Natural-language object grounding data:
Segment Open

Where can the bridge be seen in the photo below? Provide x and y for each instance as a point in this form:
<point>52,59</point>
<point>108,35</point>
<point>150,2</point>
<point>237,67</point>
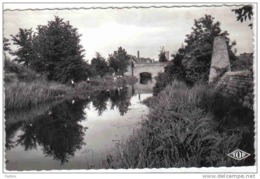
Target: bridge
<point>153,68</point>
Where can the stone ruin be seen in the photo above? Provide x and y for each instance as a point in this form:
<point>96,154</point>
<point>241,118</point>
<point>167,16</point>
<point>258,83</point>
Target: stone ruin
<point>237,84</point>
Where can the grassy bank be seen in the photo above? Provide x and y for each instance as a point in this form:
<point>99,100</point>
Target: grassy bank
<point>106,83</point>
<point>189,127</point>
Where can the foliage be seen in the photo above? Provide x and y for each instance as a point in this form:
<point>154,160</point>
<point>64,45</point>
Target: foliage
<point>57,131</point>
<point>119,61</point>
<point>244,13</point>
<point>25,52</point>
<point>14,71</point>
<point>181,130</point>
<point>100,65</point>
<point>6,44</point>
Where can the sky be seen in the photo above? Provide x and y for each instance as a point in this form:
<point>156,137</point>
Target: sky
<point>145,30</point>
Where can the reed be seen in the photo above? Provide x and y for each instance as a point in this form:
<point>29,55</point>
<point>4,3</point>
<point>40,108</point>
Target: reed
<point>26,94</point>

Segment Closed
Segment Open

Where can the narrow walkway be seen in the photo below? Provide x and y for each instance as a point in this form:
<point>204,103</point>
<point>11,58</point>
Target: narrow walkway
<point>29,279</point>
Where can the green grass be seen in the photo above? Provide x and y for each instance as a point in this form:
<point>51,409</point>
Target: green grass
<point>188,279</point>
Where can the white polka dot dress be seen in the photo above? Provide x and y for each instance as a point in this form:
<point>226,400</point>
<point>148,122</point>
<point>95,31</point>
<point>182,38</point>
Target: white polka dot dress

Segment Closed

Look above for the line holding "Target: bridge". Print it and every line after it, exactly, through the line holding "Where can the foliage".

Target: bridge
<point>153,68</point>
Where can the stone ruin be seen in the photo above? Provide x and y for each instance as a point in this form:
<point>96,154</point>
<point>241,118</point>
<point>167,16</point>
<point>258,83</point>
Target: stone ruin
<point>237,84</point>
Where can the grassy bank be seen in the photo above? Provide x and y for each instance as a point in this form:
<point>99,100</point>
Target: grassy bank
<point>106,83</point>
<point>189,127</point>
Where can the foliage be seen in the photo above? Provide x and y for each instance as a point in this form:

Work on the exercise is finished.